Stored items

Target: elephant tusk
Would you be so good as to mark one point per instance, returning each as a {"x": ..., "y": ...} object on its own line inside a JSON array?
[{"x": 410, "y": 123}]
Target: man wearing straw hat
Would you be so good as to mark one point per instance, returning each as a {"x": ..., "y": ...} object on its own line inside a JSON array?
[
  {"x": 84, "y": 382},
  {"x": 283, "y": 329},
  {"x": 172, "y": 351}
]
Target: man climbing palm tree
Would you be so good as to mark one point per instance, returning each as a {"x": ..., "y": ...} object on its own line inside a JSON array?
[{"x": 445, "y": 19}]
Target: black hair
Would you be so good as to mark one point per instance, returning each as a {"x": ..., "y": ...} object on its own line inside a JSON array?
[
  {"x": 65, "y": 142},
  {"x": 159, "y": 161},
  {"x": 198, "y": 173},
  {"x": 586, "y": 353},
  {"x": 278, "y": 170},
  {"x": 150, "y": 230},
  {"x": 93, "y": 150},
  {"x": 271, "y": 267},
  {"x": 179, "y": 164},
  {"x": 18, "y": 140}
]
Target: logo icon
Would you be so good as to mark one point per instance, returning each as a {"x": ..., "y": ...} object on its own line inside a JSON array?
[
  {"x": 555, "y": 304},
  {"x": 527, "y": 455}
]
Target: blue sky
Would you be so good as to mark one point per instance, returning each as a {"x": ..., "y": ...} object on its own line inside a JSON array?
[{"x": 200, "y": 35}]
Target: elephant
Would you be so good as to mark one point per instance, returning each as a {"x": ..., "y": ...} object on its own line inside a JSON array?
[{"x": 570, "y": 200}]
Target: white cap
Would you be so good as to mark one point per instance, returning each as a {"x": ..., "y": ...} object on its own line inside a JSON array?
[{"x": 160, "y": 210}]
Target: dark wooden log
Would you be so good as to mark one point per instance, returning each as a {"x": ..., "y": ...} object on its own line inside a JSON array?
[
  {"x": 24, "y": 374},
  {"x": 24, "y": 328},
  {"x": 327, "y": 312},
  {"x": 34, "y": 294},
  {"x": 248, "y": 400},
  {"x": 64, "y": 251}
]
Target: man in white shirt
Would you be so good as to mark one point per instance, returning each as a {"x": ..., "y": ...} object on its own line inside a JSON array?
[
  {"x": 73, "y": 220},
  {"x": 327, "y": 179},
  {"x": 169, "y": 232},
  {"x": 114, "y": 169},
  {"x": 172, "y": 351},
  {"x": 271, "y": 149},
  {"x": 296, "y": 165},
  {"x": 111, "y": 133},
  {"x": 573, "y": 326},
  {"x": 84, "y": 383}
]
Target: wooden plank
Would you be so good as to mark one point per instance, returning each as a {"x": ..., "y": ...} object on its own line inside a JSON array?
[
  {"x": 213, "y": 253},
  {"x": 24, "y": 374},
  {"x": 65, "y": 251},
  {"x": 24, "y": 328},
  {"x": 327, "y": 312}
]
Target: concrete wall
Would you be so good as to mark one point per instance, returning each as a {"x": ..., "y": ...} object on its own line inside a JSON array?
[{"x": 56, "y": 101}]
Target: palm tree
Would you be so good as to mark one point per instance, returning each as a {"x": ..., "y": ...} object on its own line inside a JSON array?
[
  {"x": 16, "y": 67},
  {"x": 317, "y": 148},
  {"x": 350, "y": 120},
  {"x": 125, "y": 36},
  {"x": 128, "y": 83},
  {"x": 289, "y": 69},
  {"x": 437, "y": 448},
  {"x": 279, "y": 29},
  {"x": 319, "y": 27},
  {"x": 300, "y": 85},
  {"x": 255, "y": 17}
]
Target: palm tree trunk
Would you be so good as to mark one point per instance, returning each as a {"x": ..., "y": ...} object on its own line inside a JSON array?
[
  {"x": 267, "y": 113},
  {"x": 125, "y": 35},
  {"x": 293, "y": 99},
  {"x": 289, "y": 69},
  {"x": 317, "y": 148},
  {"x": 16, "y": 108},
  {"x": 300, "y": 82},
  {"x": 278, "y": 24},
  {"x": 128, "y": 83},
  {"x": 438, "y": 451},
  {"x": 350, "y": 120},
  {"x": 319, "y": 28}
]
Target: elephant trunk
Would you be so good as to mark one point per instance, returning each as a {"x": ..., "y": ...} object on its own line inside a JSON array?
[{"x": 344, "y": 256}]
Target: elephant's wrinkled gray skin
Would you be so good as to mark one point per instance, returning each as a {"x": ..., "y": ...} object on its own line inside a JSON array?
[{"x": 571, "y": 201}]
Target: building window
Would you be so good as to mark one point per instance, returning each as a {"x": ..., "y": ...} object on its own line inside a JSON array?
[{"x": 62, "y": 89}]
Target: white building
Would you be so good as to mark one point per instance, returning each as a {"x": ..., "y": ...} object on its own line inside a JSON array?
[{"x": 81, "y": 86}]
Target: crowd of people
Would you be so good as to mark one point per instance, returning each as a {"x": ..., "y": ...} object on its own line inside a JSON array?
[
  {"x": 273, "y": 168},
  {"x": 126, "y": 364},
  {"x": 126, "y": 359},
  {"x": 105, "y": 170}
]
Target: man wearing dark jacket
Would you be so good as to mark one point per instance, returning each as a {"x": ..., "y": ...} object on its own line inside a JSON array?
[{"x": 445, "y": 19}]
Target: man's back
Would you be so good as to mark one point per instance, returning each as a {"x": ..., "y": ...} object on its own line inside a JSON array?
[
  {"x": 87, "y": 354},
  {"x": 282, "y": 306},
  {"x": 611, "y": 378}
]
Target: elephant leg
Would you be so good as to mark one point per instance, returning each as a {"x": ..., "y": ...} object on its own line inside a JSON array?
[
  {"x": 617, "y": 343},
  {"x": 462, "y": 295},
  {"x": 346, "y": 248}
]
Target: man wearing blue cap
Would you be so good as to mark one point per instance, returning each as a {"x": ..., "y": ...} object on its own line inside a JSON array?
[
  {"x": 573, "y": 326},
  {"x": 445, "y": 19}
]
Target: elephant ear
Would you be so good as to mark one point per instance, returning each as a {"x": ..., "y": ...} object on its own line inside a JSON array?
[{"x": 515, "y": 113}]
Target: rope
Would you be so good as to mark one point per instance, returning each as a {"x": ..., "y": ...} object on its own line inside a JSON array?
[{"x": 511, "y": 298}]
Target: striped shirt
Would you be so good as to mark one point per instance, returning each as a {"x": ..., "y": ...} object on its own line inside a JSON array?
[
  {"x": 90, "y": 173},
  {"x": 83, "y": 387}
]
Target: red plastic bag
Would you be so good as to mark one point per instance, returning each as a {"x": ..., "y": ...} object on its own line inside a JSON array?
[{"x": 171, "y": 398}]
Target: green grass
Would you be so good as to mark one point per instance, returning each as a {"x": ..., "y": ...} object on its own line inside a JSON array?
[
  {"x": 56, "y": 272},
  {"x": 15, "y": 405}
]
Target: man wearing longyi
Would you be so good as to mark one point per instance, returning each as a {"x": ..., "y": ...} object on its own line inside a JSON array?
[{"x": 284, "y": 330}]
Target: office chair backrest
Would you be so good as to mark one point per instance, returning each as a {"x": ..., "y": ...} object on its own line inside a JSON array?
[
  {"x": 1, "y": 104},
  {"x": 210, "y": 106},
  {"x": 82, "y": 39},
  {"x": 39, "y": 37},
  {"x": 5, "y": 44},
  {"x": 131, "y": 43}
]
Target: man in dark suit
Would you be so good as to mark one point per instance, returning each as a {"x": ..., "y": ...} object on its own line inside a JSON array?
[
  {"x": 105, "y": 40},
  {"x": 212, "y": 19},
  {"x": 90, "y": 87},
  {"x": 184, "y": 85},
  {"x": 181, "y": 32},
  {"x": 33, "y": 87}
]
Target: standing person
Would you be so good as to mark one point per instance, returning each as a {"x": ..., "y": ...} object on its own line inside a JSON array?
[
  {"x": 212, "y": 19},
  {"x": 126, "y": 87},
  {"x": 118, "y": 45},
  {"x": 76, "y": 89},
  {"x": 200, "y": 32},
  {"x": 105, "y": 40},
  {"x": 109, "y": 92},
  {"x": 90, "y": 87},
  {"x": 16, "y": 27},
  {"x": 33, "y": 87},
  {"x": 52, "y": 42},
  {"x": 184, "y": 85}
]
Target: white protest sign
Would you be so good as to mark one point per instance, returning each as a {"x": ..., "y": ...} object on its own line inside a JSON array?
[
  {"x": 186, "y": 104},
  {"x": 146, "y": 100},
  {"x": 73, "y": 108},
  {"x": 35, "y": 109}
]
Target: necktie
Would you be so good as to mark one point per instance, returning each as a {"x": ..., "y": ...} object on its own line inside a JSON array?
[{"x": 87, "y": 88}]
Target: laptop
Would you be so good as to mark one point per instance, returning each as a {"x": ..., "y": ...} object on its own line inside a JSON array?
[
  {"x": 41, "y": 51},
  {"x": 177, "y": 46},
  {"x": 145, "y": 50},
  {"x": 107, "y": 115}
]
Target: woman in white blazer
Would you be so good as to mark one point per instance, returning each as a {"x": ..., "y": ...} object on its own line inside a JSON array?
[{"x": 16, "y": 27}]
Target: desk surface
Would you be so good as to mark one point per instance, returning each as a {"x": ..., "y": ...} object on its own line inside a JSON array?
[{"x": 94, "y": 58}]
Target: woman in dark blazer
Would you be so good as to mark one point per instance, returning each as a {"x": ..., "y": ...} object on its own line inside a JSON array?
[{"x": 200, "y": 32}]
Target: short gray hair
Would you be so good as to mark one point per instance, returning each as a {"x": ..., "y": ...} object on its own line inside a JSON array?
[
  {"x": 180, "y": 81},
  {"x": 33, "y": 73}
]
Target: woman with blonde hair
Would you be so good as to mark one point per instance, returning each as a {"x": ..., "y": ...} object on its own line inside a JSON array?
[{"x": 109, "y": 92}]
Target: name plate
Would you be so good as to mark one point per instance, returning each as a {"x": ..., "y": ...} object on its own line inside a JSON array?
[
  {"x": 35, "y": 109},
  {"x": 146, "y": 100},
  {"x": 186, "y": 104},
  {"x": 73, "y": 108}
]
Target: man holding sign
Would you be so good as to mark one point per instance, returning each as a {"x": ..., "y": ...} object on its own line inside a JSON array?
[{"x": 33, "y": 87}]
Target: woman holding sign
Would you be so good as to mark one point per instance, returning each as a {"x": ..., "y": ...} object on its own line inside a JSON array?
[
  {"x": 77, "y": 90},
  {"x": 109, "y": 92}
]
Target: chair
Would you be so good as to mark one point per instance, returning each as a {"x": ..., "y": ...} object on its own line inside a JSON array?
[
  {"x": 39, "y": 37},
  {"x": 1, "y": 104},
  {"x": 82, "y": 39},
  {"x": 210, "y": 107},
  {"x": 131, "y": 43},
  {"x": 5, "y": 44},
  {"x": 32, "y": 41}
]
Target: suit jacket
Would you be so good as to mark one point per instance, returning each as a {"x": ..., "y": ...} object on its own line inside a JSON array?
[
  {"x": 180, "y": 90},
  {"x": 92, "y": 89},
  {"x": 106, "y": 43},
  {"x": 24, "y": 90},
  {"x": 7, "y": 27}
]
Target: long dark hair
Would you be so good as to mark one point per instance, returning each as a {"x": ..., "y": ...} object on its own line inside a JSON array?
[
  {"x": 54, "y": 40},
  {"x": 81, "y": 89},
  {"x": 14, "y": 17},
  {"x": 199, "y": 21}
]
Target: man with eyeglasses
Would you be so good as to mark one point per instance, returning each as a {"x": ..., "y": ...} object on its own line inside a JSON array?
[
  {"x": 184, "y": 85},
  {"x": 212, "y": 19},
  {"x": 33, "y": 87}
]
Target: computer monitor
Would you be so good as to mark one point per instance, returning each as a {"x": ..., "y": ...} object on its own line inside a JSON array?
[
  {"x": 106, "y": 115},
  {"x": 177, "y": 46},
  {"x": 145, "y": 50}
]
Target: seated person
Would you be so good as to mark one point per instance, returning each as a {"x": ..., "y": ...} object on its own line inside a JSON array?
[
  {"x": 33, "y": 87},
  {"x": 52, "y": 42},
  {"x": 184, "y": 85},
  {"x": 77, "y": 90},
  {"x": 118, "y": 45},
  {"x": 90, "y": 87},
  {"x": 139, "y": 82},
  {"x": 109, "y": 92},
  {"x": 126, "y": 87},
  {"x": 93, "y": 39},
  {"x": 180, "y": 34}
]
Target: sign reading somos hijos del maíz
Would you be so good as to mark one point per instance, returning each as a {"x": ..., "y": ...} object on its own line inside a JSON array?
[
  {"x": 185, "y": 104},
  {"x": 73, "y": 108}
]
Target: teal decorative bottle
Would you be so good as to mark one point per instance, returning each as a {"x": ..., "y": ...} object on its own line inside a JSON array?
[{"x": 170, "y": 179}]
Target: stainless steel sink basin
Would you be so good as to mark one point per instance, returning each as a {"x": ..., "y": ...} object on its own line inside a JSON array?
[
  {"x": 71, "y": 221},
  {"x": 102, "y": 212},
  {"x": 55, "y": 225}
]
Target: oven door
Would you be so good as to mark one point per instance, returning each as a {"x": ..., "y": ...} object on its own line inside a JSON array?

Exercise directions
Only those lines running from the one containing "Target: teal decorative bottle" through the last line of the data above are to be copied, exactly, with both ends included.

The result
Target: teal decorative bottle
Would you be so good as to mark one point per instance, returning each as a {"x": ..., "y": ...} object on its own line inside a JSON array?
[{"x": 170, "y": 179}]
Target: stainless steel sink basin
Would you be so good as to mark one point per instance, returning each as a {"x": ..., "y": ...} object on its own line inside a JSON array?
[
  {"x": 71, "y": 221},
  {"x": 102, "y": 212},
  {"x": 55, "y": 225}
]
Target: oven door
Would you be so good as to mark one point per instance, returning each as a {"x": ..., "y": ...} object on its own line inside a JSON array?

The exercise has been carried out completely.